Aim of the exercise.
Reproduce the records below exactly as they appear.

[Dataset excerpt]
========
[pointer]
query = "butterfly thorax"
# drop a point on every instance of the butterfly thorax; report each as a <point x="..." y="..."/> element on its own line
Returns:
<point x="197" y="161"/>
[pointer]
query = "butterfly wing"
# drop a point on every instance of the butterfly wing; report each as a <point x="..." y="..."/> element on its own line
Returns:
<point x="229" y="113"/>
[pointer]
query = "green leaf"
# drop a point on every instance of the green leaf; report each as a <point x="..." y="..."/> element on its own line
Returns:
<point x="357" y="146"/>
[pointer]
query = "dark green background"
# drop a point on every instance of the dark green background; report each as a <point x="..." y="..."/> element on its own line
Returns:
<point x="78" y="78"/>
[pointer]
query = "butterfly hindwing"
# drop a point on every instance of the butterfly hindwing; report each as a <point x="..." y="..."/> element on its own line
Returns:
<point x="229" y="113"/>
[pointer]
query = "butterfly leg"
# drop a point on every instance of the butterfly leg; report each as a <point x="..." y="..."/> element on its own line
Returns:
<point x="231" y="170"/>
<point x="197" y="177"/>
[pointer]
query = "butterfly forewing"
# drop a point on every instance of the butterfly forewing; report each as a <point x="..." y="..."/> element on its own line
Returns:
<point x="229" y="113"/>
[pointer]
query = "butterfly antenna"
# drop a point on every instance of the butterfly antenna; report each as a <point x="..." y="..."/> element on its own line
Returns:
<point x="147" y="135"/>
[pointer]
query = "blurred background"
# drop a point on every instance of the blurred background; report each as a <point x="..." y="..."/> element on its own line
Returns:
========
The reply.
[pointer]
query = "butterfly thorax"
# drop a point on every instance of the butterfly thorax; report each as a <point x="..." y="..."/> element on its own line
Returns:
<point x="197" y="161"/>
[pointer]
query = "butterfly wing"
# drop a point on every instance of the butterfly wing; report each as a <point x="..." y="..."/> element on its own line
Returns:
<point x="229" y="113"/>
[pointer]
query = "green leaf"
# drop a point on every instance of the green leaf; report each as a <point x="..." y="..."/> element on its own line
Returns:
<point x="357" y="146"/>
[pointer]
query = "dark green background"
# drop a point on every instance of the dark green background; report each as a <point x="..." y="..."/> element on its own line
Returns:
<point x="78" y="78"/>
[pointer]
query = "butterfly hindwing"
# drop a point on every instance of the butterfly hindwing; report each as a <point x="..." y="..."/> element on its own line
Returns:
<point x="229" y="113"/>
[pointer]
query = "butterfly leg"
# drop a point on every instance of the butterfly leg; report each as a <point x="..." y="..."/> element on its own line
Returns:
<point x="231" y="170"/>
<point x="197" y="177"/>
[pointer]
query = "butterfly forewing"
# drop a point on every instance of the butterfly forewing; report each as a <point x="..." y="..."/> element on its own line
Returns:
<point x="229" y="113"/>
[pointer]
query = "butterfly antenna"
# drop a point on every instance of the butterfly antenna; report each as a <point x="..." y="..."/> element on its own line
Returns:
<point x="147" y="135"/>
[pointer]
query = "blurred background"
# drop a point on every instance of the blurred background; report each as a <point x="..." y="..."/> element on its own line
Returns:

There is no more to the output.